§ Input:

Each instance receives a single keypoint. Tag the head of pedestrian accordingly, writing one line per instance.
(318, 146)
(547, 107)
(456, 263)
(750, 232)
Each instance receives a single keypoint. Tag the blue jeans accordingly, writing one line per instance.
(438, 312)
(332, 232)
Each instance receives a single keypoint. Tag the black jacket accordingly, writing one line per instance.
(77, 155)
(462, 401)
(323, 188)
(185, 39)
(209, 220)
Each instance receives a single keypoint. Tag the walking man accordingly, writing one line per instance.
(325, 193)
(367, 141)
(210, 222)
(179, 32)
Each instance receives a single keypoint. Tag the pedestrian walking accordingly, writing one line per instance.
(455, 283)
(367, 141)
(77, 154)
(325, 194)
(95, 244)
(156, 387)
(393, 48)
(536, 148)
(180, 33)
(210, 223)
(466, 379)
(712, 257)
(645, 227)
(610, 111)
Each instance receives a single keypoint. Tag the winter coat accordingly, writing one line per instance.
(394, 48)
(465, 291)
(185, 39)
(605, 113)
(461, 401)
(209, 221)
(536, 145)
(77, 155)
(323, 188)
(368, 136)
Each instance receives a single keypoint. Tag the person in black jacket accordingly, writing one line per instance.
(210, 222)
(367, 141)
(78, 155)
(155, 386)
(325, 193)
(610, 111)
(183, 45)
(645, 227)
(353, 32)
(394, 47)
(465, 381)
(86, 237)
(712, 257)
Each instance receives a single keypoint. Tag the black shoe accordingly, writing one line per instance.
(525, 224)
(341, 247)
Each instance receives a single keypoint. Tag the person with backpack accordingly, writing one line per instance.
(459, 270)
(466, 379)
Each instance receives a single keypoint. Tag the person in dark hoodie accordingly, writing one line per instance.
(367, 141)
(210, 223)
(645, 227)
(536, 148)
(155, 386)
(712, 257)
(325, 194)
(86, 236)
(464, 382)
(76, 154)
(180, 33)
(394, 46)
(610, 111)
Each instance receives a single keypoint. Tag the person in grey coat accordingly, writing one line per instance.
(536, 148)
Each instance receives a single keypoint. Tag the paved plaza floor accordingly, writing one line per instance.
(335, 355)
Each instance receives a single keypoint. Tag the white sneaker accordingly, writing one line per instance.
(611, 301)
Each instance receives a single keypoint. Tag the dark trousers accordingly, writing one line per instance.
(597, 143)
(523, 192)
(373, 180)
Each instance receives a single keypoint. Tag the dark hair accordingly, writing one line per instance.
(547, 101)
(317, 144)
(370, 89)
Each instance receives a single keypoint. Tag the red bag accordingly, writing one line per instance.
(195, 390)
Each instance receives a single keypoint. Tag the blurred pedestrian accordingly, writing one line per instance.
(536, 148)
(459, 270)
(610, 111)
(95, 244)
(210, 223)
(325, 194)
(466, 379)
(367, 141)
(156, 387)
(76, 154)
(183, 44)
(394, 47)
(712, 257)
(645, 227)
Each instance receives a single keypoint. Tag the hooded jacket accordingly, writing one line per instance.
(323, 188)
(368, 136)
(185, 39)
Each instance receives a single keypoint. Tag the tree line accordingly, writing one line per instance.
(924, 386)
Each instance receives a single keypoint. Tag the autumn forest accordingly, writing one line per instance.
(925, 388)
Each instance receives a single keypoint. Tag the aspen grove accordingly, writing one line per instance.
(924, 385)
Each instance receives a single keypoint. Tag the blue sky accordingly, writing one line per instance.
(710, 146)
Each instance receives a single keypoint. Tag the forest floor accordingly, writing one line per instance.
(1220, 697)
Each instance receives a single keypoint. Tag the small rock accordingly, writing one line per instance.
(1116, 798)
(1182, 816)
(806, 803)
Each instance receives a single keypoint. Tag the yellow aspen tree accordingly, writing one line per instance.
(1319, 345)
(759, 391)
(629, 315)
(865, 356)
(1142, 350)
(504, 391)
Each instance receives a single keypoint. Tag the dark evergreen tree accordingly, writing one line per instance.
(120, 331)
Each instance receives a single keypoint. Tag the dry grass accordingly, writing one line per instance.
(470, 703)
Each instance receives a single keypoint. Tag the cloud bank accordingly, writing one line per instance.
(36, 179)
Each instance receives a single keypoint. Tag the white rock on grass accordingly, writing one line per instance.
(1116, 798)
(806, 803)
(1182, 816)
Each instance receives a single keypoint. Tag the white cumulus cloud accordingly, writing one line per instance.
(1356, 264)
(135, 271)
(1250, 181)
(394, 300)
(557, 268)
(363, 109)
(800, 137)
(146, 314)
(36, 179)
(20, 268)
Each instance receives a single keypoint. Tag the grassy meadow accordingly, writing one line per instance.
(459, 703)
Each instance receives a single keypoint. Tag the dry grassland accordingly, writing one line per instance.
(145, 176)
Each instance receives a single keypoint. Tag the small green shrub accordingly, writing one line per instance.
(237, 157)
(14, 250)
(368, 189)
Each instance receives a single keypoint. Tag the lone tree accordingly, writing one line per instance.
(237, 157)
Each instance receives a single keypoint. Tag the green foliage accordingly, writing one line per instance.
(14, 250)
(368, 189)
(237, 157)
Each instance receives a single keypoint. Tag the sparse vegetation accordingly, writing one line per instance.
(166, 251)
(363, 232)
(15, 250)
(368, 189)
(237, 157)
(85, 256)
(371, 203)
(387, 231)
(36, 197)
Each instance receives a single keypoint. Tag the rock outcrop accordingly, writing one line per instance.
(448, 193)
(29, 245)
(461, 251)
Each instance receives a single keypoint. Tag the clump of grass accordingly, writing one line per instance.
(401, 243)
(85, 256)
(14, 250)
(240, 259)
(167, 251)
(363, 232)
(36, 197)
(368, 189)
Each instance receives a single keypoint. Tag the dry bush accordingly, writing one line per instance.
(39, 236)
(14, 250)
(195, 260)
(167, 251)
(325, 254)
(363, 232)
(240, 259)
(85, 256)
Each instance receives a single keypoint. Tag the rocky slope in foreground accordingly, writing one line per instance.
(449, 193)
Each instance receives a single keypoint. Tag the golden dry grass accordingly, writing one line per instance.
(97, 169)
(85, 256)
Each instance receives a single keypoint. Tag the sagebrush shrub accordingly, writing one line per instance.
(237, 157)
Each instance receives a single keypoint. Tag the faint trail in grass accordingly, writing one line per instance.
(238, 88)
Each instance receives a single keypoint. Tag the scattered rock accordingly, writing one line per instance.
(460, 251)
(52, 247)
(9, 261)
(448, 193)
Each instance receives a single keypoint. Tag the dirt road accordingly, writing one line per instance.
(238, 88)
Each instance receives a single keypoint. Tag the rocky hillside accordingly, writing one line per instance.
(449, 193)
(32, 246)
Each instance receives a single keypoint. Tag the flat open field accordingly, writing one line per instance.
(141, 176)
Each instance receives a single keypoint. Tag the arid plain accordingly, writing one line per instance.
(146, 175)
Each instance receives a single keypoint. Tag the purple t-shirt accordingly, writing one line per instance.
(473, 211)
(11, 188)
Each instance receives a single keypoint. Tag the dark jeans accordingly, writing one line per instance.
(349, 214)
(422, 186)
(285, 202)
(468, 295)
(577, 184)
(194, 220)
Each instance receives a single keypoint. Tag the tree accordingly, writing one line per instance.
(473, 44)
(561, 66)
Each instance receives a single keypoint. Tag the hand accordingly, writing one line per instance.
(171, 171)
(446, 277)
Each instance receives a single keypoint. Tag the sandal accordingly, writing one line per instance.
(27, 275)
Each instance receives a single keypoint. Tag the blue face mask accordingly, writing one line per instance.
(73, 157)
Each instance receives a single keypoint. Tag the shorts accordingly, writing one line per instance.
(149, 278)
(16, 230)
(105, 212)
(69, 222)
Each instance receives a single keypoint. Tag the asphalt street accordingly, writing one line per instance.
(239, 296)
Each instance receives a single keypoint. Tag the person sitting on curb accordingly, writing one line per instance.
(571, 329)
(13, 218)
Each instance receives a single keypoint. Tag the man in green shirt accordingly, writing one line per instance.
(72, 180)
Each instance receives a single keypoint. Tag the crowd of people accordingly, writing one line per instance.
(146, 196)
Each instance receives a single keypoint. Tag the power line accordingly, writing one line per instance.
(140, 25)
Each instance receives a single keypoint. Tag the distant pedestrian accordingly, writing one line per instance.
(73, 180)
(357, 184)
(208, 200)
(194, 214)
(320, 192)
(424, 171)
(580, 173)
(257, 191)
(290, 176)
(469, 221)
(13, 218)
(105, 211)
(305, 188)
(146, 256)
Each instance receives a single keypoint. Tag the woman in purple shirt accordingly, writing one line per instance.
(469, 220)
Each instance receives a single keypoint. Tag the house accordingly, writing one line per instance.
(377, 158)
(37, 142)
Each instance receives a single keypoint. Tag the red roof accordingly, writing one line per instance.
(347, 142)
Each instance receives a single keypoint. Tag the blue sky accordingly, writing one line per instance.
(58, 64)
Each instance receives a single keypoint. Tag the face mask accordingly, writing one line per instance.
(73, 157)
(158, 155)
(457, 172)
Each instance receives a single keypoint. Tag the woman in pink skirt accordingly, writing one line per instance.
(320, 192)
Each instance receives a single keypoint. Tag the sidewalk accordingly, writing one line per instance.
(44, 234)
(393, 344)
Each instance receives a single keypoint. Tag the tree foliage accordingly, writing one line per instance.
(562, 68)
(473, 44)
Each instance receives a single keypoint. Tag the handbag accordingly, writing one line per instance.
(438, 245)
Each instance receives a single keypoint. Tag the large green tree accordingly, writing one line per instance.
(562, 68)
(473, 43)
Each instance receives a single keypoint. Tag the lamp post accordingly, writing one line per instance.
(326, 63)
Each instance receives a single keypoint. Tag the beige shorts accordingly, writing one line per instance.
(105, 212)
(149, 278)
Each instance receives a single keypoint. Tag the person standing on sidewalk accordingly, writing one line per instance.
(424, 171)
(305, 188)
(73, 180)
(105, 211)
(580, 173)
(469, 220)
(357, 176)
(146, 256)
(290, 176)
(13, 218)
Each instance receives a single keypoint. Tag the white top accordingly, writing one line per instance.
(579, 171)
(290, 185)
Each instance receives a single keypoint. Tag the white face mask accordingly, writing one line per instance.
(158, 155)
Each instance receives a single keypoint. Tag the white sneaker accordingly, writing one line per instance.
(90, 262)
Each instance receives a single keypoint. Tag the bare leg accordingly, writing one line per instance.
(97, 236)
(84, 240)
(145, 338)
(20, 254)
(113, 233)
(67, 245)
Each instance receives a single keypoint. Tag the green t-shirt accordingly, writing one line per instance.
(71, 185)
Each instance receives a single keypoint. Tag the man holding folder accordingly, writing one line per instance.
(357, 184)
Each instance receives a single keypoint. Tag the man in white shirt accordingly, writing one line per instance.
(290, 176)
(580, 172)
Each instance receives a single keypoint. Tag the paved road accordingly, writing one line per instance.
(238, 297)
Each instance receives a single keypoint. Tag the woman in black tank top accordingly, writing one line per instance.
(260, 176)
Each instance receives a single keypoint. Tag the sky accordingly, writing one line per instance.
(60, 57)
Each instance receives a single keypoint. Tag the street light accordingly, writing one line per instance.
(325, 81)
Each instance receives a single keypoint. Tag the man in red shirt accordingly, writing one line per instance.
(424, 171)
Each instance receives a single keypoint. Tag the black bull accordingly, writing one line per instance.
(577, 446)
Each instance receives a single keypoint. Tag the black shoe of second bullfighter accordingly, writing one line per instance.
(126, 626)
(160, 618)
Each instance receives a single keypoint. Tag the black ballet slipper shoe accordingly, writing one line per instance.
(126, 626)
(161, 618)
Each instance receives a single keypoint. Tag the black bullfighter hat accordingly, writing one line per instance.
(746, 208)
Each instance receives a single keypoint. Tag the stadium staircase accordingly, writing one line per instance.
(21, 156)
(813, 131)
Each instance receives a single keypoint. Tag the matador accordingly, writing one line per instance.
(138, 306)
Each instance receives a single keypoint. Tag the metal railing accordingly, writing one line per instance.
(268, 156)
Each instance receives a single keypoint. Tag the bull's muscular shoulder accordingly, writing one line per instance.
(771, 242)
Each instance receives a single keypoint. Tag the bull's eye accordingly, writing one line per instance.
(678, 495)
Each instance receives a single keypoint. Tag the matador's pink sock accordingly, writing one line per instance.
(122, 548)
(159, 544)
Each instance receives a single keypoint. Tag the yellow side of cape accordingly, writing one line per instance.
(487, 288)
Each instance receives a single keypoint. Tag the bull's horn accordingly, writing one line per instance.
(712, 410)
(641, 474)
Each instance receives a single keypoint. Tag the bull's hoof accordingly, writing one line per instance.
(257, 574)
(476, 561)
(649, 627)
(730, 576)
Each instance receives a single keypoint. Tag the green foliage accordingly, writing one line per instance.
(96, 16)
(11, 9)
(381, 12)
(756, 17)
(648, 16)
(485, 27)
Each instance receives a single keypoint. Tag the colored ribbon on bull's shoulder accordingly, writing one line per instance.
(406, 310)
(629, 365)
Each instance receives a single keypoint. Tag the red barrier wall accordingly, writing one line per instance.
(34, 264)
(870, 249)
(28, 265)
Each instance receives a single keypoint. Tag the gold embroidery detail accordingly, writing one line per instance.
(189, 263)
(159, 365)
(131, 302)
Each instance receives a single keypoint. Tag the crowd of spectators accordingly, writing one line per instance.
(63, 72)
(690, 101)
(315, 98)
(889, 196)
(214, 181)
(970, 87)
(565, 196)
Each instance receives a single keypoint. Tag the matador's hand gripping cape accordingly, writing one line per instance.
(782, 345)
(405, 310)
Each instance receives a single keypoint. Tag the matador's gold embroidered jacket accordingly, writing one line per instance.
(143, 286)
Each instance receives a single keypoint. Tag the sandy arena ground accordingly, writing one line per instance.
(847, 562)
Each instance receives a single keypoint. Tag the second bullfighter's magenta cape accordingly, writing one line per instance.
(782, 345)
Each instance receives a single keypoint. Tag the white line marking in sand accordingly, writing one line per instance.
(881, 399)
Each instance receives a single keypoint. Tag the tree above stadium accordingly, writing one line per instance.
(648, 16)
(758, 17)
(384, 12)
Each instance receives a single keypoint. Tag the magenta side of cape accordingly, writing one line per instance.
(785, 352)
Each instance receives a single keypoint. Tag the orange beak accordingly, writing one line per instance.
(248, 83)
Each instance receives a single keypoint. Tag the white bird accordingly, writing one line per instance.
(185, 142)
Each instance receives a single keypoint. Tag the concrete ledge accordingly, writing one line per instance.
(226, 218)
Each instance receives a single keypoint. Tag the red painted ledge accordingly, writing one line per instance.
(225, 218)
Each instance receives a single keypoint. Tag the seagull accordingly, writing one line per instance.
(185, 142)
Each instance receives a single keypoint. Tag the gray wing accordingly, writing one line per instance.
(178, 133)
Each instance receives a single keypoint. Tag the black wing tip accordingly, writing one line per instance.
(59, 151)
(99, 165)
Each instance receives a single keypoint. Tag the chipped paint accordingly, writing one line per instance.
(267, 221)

§ Your task: Take the line with "Each instance receives a single keypoint. Tag the red painted" and all lines after it through the end of the records, and write them out exactly; include nothing else.

§ Answer to this exercise:
Each instance receives a single keypoint. Tag the red painted ledge accordingly, writing one line per instance.
(225, 218)
Each instance receives a single keypoint. Tag the seagull accordingly, writing one line per instance.
(185, 142)
Each instance receives a single keypoint. Tag the gray wing accordingly, writing one line per instance.
(178, 133)
Each instance receives a single keypoint. Tag the black wing tip accordingly, writing one line per instance.
(59, 151)
(99, 165)
Each instance receives a single keypoint. Tag the chipped paint accordingly, writing one line per instance.
(267, 221)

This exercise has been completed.